**What the exercise asks**: Scan the records for the line containing "One point per instance, each like (491, 58).". From there through the last line, write out each line exactly.

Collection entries
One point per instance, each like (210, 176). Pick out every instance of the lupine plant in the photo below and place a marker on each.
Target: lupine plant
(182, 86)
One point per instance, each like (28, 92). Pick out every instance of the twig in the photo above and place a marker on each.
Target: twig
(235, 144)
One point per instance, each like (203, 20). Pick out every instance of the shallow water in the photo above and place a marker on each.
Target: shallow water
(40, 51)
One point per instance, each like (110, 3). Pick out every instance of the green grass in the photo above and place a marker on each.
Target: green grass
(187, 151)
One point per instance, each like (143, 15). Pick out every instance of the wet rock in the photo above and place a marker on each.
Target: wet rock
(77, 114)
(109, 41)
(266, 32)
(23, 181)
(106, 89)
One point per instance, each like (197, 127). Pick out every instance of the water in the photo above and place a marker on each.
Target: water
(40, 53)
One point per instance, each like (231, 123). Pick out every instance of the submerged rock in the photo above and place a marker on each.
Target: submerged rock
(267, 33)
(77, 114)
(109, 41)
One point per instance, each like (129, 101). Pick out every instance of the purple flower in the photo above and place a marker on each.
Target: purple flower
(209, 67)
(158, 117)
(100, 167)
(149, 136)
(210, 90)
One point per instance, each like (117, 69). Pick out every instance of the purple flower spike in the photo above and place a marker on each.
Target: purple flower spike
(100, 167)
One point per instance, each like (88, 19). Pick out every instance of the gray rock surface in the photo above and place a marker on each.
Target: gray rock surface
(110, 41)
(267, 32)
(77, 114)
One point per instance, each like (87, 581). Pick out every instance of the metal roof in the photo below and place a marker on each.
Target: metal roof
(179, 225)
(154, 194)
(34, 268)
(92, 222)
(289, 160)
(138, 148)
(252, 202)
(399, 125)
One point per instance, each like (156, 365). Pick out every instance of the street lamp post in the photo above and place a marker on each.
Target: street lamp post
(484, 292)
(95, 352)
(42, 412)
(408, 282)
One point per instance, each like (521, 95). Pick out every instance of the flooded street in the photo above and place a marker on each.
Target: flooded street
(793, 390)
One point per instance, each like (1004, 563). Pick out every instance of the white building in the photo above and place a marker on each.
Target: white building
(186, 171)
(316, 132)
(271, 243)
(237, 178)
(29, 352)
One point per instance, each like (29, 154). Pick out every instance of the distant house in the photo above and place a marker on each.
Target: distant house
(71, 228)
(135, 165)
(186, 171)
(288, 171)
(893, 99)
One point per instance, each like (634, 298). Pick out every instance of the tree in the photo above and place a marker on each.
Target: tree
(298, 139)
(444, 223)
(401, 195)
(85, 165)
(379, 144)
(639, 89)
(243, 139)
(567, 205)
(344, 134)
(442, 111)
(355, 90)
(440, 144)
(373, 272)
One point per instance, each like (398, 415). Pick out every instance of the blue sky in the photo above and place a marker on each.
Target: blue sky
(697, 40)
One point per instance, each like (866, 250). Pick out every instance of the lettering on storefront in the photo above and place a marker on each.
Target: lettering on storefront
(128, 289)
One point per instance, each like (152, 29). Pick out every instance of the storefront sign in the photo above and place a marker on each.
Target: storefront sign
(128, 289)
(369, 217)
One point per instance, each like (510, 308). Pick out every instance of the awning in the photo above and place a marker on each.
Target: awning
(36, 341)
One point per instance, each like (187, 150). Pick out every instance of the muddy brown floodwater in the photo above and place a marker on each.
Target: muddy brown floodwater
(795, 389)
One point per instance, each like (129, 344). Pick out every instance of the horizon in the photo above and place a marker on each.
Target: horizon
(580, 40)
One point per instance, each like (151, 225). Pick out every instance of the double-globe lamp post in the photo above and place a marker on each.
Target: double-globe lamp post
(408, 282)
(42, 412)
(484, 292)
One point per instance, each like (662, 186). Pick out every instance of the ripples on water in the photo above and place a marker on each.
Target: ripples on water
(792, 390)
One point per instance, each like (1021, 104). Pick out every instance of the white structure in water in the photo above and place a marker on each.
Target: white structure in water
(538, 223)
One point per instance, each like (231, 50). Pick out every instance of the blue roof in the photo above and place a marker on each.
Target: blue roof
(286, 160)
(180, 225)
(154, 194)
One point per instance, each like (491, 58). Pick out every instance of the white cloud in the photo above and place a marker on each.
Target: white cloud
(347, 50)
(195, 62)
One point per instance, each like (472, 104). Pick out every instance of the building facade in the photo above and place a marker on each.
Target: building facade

**Solution below**:
One point per instance, each like (491, 58). Pick out every instance of the white cloud in the photo above and place a marker on each.
Target: white cloud
(347, 50)
(195, 62)
One point per instance, each like (472, 104). Pick out every instance of the building facade in the photo above and place a marker on each.
Target: building facade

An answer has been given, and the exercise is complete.